-- Data section --
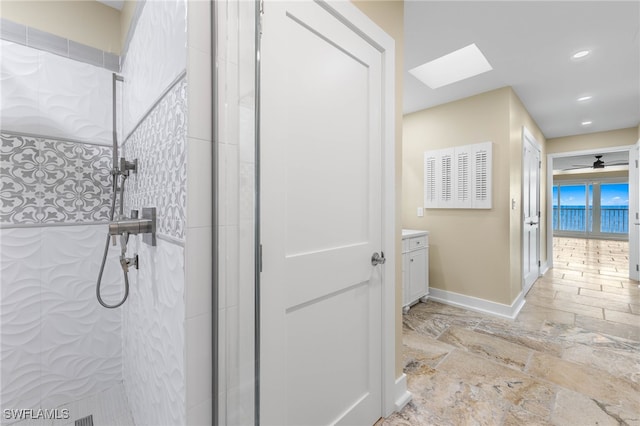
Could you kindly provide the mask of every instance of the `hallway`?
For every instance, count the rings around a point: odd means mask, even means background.
[[[385,425],[640,422],[640,290],[628,243],[554,239],[515,321],[436,302],[403,318],[413,400]]]

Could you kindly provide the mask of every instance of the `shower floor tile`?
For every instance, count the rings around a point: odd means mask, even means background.
[[[47,407],[49,408],[49,407]],[[135,426],[122,384],[90,397],[58,407],[58,414],[68,410],[68,419],[25,419],[11,426],[75,426],[75,421],[93,415],[94,426]]]

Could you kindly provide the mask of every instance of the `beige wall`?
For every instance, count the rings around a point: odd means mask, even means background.
[[[396,377],[402,375],[402,77],[404,68],[404,1],[354,1],[396,42]]]
[[[120,46],[121,50],[125,48],[127,35],[129,34],[129,26],[136,11],[137,0],[126,0],[120,11]]]
[[[97,1],[2,0],[0,16],[105,52],[120,54],[120,12]]]
[[[429,280],[441,290],[512,302],[510,291],[511,89],[502,88],[404,117],[403,226],[430,231]],[[493,208],[425,209],[423,153],[493,142]]]
[[[510,199],[516,208],[509,215],[510,294],[513,301],[522,291],[522,128],[526,127],[540,144],[540,261],[547,261],[546,220],[546,139],[518,95],[509,89],[509,139],[511,151]]]
[[[553,138],[547,141],[547,154],[633,145],[638,141],[639,132],[639,128],[629,127],[608,132]]]
[[[404,117],[403,226],[430,231],[432,287],[506,305],[522,291],[523,126],[537,139],[544,158],[544,135],[510,87]],[[493,142],[493,208],[425,209],[424,217],[418,217],[424,151],[485,141]],[[544,230],[544,174],[541,179]],[[543,262],[545,245],[541,235]]]

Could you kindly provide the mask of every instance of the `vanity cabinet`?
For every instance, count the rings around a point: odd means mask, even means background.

-- Problem details --
Pull out every line of the listing above that contains the word "kindly", matching case exactly.

-- Correct response --
Could you kindly provide the mask of every instance of the `hallway`?
Could you kindly provide the mask of every instance of the `shower floor tile`?
Could you kindly provide the mask of every instance of the `beige wall`?
Could you kindly provide the mask of every instance of the `vanity cabinet`?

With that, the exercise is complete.